Pointing and labeling entries:
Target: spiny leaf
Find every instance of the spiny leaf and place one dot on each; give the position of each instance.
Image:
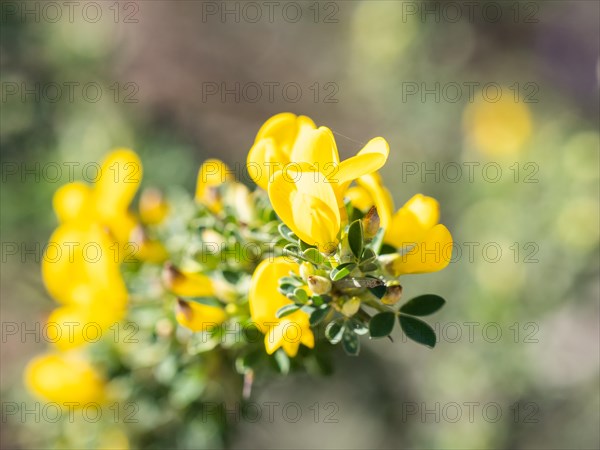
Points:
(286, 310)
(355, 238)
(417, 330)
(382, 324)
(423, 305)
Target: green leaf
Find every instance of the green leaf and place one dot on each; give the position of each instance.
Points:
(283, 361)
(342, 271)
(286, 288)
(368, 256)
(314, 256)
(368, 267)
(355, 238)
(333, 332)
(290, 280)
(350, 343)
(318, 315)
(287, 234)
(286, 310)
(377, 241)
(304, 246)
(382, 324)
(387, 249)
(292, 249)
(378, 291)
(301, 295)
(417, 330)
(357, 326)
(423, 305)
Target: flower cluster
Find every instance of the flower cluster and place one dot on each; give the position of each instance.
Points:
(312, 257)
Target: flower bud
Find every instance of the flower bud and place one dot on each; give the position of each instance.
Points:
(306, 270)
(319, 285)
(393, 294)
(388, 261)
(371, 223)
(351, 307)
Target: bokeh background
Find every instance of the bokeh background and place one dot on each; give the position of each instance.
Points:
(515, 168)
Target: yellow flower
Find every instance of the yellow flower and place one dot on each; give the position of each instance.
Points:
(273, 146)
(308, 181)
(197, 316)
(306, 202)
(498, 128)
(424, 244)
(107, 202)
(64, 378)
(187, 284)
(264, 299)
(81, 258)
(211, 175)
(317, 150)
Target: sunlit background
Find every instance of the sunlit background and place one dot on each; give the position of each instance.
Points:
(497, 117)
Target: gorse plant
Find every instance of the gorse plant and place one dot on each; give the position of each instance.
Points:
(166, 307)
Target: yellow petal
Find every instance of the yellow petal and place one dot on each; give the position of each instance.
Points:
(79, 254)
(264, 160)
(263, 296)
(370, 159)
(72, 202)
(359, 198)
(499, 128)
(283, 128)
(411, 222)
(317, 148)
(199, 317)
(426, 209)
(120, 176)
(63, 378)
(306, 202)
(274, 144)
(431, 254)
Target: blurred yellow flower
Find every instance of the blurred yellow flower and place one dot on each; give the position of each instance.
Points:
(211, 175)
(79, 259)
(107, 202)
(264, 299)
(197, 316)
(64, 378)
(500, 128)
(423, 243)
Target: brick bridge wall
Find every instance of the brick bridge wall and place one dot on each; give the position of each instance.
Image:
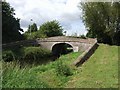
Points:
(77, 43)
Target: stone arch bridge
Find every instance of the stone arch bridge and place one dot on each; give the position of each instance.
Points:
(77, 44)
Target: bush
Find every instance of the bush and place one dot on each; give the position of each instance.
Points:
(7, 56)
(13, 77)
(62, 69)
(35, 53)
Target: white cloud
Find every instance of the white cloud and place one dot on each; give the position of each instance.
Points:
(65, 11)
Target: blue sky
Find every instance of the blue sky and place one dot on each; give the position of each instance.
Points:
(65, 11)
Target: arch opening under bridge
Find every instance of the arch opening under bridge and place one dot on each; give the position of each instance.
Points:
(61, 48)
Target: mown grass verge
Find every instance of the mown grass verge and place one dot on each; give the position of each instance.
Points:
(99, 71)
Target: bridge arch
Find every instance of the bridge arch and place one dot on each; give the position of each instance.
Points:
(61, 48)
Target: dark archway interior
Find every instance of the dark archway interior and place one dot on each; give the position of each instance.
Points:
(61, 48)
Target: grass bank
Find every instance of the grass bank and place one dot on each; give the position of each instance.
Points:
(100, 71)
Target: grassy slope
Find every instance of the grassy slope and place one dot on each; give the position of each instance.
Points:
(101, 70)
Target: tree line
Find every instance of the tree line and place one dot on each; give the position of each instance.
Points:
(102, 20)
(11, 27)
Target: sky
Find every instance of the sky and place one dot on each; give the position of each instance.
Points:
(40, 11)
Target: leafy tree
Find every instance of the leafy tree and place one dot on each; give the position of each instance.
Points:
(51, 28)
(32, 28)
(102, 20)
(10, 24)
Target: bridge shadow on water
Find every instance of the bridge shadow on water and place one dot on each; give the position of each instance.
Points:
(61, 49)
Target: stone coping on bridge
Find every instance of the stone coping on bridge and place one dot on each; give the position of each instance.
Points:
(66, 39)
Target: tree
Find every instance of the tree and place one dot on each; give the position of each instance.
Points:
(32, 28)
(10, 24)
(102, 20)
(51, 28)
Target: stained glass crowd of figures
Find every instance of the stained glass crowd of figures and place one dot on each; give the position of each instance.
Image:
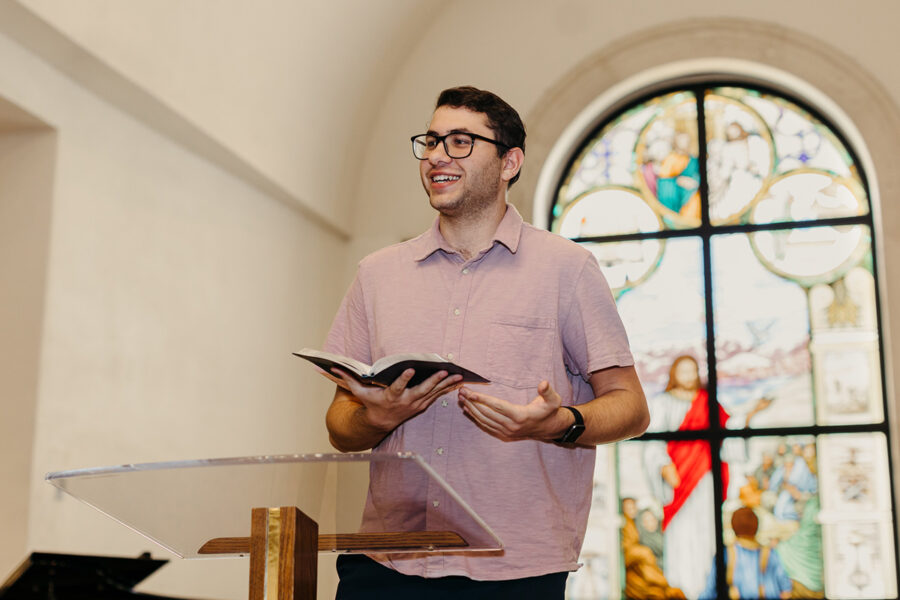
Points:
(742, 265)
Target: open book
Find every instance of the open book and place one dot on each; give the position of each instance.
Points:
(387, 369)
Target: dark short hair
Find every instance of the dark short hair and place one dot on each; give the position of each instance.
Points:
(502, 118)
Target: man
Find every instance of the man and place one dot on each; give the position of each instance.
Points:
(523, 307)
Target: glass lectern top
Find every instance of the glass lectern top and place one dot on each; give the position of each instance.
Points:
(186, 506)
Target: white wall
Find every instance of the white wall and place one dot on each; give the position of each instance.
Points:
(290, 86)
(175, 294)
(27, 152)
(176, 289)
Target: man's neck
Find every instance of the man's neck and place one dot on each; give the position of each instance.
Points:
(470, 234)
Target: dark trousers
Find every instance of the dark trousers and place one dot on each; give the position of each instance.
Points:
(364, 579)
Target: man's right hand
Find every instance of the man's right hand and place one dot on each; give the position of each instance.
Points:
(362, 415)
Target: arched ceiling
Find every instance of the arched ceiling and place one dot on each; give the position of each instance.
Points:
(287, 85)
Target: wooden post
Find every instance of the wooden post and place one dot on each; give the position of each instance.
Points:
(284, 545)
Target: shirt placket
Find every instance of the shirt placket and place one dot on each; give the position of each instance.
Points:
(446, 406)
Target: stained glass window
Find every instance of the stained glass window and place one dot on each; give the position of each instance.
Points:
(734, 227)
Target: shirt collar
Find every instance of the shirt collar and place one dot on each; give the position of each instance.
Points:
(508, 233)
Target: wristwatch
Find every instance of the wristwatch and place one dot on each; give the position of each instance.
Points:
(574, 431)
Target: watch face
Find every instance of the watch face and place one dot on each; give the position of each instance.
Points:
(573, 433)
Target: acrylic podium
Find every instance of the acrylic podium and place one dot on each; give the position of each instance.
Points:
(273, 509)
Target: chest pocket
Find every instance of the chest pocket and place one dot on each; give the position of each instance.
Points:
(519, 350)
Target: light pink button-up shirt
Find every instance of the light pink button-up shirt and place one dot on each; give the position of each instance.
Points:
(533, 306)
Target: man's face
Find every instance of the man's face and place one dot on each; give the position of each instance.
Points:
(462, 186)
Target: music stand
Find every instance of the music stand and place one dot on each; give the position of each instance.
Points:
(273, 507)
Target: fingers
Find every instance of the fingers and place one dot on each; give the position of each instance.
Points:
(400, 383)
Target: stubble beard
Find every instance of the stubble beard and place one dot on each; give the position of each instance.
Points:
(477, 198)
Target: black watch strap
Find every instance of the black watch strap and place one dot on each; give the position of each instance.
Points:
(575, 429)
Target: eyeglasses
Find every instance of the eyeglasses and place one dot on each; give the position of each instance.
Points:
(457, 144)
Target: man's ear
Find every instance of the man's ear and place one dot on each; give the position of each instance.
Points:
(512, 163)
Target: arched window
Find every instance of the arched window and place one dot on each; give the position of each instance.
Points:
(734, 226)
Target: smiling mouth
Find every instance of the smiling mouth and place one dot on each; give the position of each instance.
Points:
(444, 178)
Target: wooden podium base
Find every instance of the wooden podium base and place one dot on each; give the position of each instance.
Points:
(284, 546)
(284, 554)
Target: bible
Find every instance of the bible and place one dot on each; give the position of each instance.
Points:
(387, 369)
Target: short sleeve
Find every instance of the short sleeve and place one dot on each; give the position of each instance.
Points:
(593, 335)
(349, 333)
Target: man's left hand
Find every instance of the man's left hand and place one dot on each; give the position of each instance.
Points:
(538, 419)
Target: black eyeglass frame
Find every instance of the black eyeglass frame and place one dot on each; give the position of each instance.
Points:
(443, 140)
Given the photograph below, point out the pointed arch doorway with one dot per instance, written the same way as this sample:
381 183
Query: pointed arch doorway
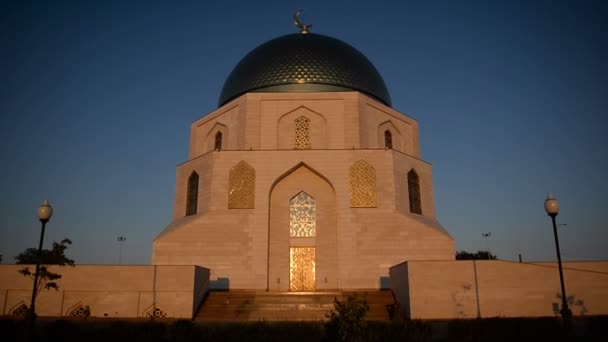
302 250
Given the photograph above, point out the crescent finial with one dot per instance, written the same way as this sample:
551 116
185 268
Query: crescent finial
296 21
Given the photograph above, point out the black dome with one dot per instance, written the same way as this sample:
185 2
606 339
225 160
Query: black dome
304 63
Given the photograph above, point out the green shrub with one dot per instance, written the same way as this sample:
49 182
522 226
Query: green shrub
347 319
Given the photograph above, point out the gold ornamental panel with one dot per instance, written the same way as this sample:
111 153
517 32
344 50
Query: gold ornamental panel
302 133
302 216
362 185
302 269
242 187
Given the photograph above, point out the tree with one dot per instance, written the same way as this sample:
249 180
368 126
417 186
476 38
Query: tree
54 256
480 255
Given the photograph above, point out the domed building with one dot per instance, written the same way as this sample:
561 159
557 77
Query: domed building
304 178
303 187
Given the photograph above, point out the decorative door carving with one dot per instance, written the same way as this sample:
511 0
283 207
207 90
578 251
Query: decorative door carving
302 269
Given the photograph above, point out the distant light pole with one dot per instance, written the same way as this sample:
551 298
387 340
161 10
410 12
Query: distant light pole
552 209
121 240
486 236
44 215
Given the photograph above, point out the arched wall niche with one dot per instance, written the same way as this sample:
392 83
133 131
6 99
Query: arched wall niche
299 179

EXERCISE REQUIREMENTS =>
The lines to write out run from the one containing "Target: man's left hand" through the final line of the material above, both included; write them out exactly, with no pictures.

EXERCISE RESPONSE =>
Target: man's left hand
Find every instance of the man's left hand and place one dot on each; give the position of each instance.
Points:
(538, 419)
Target: black eyeglass frame
Find every instance of the black eyeglass frame and place one dot on each; give the position of each instance.
Points:
(443, 140)
Given the photograph below, point out the pointed arch doorway with one dot per instance, written the same way as this sample:
381 183
Query: pointed arch doorway
302 250
Given the photograph above, point out the crescent finial with one dot per instance, written the same way as this sample:
551 116
185 268
Query: crescent finial
296 21
Given the photograph above, point out the black dome with one dot per instance, written the same way as this sample:
185 2
606 339
225 160
Query: black dome
304 63
Given the photograph above, point out the green shrub with one dot per instance, written the same way as this sample:
49 182
522 226
Query: green shrub
347 319
Given the photograph above, point out the gold ornamental panel with one dot per instance, written the same way as this sample:
111 153
517 32
344 50
Query: gold ornamental panel
302 133
302 216
362 185
302 269
242 187
Given the photograph above, point out the tree with one dot per instance, written the same way as this sample:
249 180
368 126
417 186
476 38
Query: tree
54 256
480 255
Given the photograph above, point out the domed building with one dot per instance, written the same way as this sample:
561 159
557 77
Query: domed building
304 178
303 187
Given the photograph above, point out the decorative door carving with one dot per instance, written the same way as this sample:
511 0
283 207
207 90
578 251
Query: decorative door carving
302 269
Given the photograph above, point out the distant light pole with one dot per instance, written the same way as this sample:
551 298
387 340
161 10
410 12
Query: distant light pole
552 209
121 240
486 236
44 215
Given the photograph above, point out the arched wall niche with one dot per instance, written the same way as this sample:
392 83
133 131
6 99
Query: arched wall niche
299 179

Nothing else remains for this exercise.